═══ Record extracts
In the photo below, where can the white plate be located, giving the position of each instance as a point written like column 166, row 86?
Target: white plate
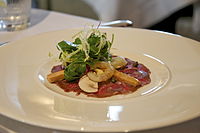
column 173, row 96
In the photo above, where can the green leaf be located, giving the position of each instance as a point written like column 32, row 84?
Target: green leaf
column 93, row 39
column 67, row 46
column 77, row 41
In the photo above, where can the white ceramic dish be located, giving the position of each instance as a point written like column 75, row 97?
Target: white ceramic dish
column 172, row 97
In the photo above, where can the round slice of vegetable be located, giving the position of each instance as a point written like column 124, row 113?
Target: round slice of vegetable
column 88, row 85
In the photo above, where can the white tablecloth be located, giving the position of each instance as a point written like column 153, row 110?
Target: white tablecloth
column 44, row 21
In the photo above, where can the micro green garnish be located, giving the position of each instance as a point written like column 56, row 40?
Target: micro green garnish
column 88, row 47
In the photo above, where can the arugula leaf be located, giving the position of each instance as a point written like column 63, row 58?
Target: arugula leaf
column 74, row 70
column 77, row 41
column 67, row 46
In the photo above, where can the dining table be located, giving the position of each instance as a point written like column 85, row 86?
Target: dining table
column 42, row 21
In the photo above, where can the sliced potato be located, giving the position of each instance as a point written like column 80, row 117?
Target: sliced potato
column 88, row 85
column 57, row 76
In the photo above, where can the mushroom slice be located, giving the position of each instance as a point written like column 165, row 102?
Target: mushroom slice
column 88, row 85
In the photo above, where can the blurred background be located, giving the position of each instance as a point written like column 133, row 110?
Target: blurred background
column 175, row 16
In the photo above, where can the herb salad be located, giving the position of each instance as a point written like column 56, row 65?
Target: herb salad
column 87, row 67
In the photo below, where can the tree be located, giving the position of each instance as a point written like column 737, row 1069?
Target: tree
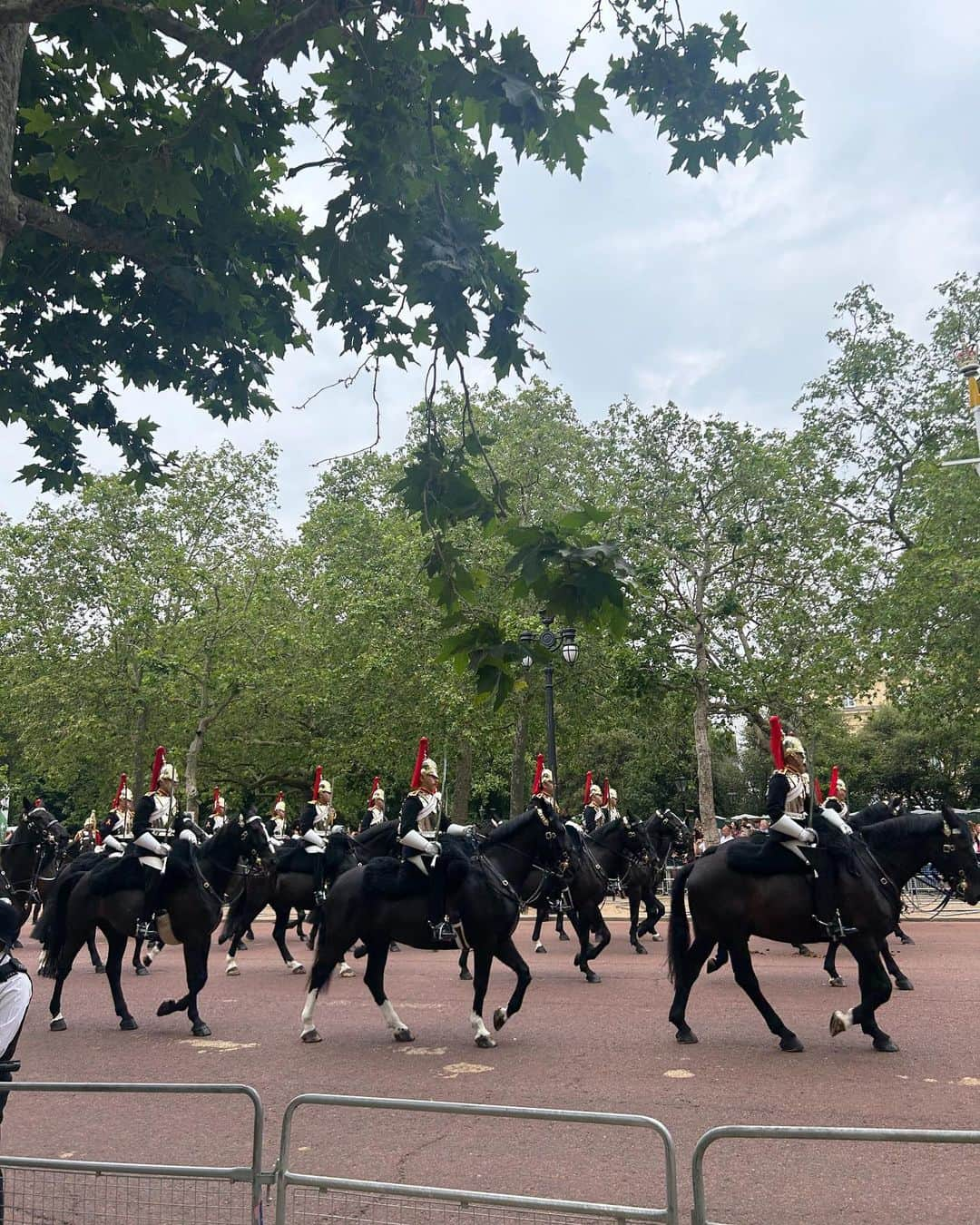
══════
• _What the task requires_
Copy the data word for word, no pictures.

• _Answer to the exercise_
In the photo below, where can the white plate be located, giving the position of each instance as a point written like column 166, row 86?
Target: white plate
column 173, row 96
In the photo above, where can the green leaf be located, giving the position of each instance as a point written like column 32, row 84?
Target: green leaf
column 93, row 39
column 67, row 46
column 77, row 41
In the photo above, where can the white ceramic dish be located, giving the position of each instance as a point written like column 75, row 97?
Target: white ceramic dish
column 172, row 97
In the photo above, where can the round slice of vegetable be located, giving the position of each instance as a point written like column 124, row 113?
Target: round slice of vegetable
column 88, row 85
In the photo above, where can the white tablecloth be located, giving the position of each instance as a point written like column 153, row 110?
Target: white tablecloth
column 44, row 21
In the photo above, where can the micro green garnish be located, giving the position of each instance as a point written like column 56, row 40?
Target: micro green garnish
column 88, row 47
In the photo above, where can the arugula leaf be located, giving the position of each instance as a point written like column 63, row 58?
Target: arugula leaf
column 74, row 70
column 77, row 41
column 67, row 46
In the photo above, where can the dining table be located, giving the position of each instance as a point written like column 85, row 86?
Target: dining table
column 42, row 21
In the photo above, where can the sliced potato be located, giving the position of each instance as a point written like column 80, row 117?
Target: sliced potato
column 88, row 85
column 57, row 76
In the photo above, where can the mushroom slice be located, giving the position of each instance as a point written like column 165, row 102?
Target: mushroom slice
column 88, row 85
In the photo above, where can the blurred background be located, giving the position of each instance as a point written like column 133, row 110?
Target: blurred background
column 175, row 16
In the photo above, where can the herb salad be located, giving the position of each instance as a point written like column 56, row 65?
Target: herb salad
column 87, row 67
In the photo below, where can the tree be located, giving the position of each instance as a point written like column 737, row 1069?
Target: tree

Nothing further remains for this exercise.